**Aim of the task**. Rewrite the listing starting with the line containing "of the lamp" and going on through the line containing "Target: black metal railing", swapping "Objective" for "Goal" and leaving everything else unchanged.

**Dataset records**.
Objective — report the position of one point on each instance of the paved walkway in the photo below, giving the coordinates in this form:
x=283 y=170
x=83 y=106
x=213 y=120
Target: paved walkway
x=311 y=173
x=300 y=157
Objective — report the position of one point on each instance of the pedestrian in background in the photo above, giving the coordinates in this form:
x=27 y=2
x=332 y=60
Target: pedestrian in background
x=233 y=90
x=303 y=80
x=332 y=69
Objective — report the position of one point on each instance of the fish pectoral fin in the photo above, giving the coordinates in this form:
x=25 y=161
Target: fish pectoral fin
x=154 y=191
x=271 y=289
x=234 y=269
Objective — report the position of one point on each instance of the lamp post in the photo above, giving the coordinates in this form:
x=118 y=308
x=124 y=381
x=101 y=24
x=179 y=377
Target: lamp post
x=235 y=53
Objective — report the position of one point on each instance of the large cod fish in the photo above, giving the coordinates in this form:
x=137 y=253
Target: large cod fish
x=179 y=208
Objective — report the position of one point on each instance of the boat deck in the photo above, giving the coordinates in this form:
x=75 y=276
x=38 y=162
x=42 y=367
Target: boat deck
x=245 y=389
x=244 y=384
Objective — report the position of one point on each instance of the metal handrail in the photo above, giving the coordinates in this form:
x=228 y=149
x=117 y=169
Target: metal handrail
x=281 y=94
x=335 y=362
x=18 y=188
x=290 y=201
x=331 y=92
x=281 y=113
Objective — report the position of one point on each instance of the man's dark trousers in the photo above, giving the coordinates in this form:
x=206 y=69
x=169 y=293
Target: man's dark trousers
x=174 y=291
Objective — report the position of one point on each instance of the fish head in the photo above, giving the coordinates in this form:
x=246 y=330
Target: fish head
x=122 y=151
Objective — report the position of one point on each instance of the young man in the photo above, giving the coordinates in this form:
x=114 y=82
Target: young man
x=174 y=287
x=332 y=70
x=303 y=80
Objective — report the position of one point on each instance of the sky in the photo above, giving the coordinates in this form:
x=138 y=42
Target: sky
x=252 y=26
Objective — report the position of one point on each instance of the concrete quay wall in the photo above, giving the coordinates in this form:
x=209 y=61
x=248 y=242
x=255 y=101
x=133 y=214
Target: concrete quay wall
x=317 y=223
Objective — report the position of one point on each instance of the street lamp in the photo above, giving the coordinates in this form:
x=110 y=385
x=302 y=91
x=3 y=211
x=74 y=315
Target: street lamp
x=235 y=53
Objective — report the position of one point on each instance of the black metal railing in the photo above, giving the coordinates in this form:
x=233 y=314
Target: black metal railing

...

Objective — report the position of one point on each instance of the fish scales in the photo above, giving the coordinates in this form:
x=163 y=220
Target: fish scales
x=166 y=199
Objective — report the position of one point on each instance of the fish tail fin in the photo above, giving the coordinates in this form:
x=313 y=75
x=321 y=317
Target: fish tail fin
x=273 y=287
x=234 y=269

**Written solution**.
Goal — report the position of one point on each instance of the lamp post in the photo above, giving the coordinates in this form:
x=118 y=308
x=124 y=381
x=101 y=24
x=179 y=377
Target: lamp post
x=235 y=53
Goal — report the position of one point on each instance of the large cod fish in the photo above, giving the coordinates in this form:
x=137 y=253
Target: large cod fish
x=179 y=208
Goal — report the position of one point on each instance of the boat deck in the photo above, giving the coordinates in this form:
x=75 y=276
x=38 y=162
x=42 y=367
Target: boat deck
x=245 y=389
x=244 y=384
Goal — report the position of one point on each instance of the metal handrail in the photo above, giving the coordinates in this form:
x=228 y=149
x=117 y=169
Target: metal handrail
x=281 y=94
x=335 y=362
x=18 y=188
x=290 y=201
x=331 y=92
x=281 y=113
Goal — report the position of one point on each instance of the man's dark trousers in the photo above, giving the coordinates in this form:
x=206 y=69
x=169 y=293
Target: man's dark trousers
x=174 y=291
Goal — report the position of one point on each instance of the fish head in the photo above, giving the coordinates in this form:
x=246 y=330
Target: fish head
x=122 y=151
Goal — report the position of one point on each instance of the young man in the photo above, giving the coordinates in this form:
x=114 y=82
Target: young man
x=174 y=287
x=332 y=70
x=303 y=80
Goal — report the position of one point on each instance of the sky in the photo above, giving the coordinates in this form:
x=138 y=42
Target: sky
x=252 y=26
Goal — report the position of one point on each instance of the concrete quay wall in the photo above, giving the coordinates in this form:
x=209 y=61
x=248 y=242
x=255 y=101
x=133 y=214
Target: concrete quay wall
x=317 y=223
Goal — report the position of one point on each instance of the street lamp in the photo above, giving the coordinates in this form:
x=110 y=385
x=302 y=91
x=3 y=211
x=74 y=315
Target: street lamp
x=235 y=53
Goal — report the position of one point on each instance of the black metal railing in the photo above, giving the coordinates in this form:
x=233 y=314
Target: black metal railing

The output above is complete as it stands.